Robert Schmidt was born in Berlin on 15 May 1864. He was apprenticed as a piano builder, and from 1890 to 1893 served as a member of the board of the association of piano builders of Berlin.

From 1893 to 1902, he was editor for the social-democratic newspaper Vorwärts.

From 1893 to 1898 and from 1903 to 1918, Schmidt was a member of the Reichstag of the German Empire for the Social Democratic Party of Germany. In 1902, he was a member of the Generalkommission of German trade unions and from 1903 to 1910 was head of the Zentral-Arbeitersekretariat.

In 1918, he became Unterstaatssekretär of the Kriegsernährungsamt. After the German Revolution, he was elected to the National Assembly of the Weimar Republic (1919–20). He remained a member of the Reichstag until 1930.

**Problem set:**
1 – For each statement about the passage on Robert Schmidt, answer yes or no and quote the words of the passage that decide it: (a) Schmidt was born in Berlin in 1864. (b) Schmidt was editor of Vorwärts until 1910. (c) Schmidt was elected to the National Assembly of the Weimar Republic.
2 – Carry the passage on Robert Schmidt forward from its last sentence.
The listing of segmentation mask data has nothing to do with the passage on Robert Schmidt.

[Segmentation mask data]
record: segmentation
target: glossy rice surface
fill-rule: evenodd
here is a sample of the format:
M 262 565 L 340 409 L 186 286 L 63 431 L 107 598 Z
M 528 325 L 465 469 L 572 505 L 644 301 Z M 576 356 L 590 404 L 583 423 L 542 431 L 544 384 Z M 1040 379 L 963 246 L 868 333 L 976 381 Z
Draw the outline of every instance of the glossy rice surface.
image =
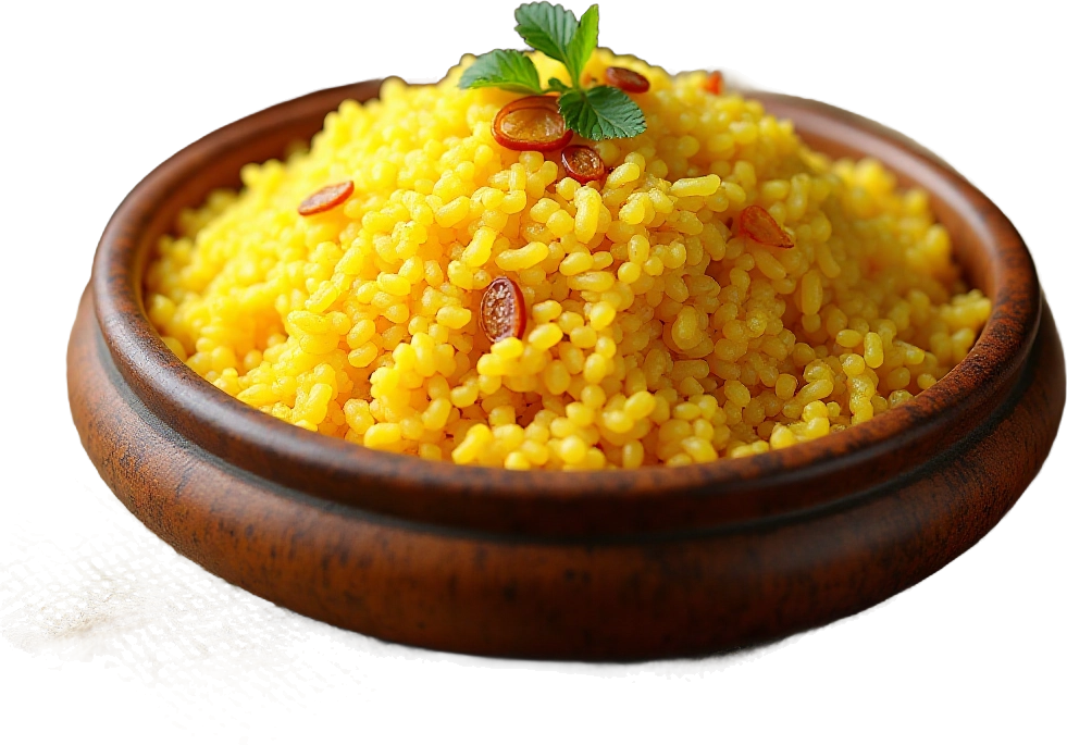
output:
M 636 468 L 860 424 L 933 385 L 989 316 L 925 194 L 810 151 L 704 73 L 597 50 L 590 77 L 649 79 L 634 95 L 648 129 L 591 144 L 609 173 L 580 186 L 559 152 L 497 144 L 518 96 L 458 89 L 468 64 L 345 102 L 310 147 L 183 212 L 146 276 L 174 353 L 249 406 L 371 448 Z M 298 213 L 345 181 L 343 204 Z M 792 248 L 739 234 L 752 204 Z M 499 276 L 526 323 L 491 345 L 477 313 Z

**Answers for this exercise:**
1 –
(a) Yes: "Robert Schmidt was born in Berlin on 15 May 1864."
(b) No: "From 1893 to 1902, he was editor for the social-democratic newspaper Vorwärts."
(c) Yes: "After the German Revolution, he was elected to the National Assembly of the Weimar Republic (1919–20)."

2 –
In 1919, Schmidt became Reichsernährungsminister (Minister for Alimentation/Food) in the cabinet of Ministerpräsident Philipp Scheidemann. He continued to serve in the government as Reichswirtschaftsminister (minister for Economic Affairs) in the cabinet of Gustav Bauer (1919–20). He retained this position in the cabinets of Hermann Müller, and Joseph Wirth from March 1920 to November 1922, interrupted only by the Fehrenbach cabinet (June 1920 - May 1921), which excluded the SPD. In 1923, he was vice-chancellor and minister for Reconstruction in the first cabinet of Gustav Stresemann. In 1929, he again served briefly as minister for Reconstruction in the second cabinet of Hermann Müller.

Schmidt died on 16 September 1943 in Berlin.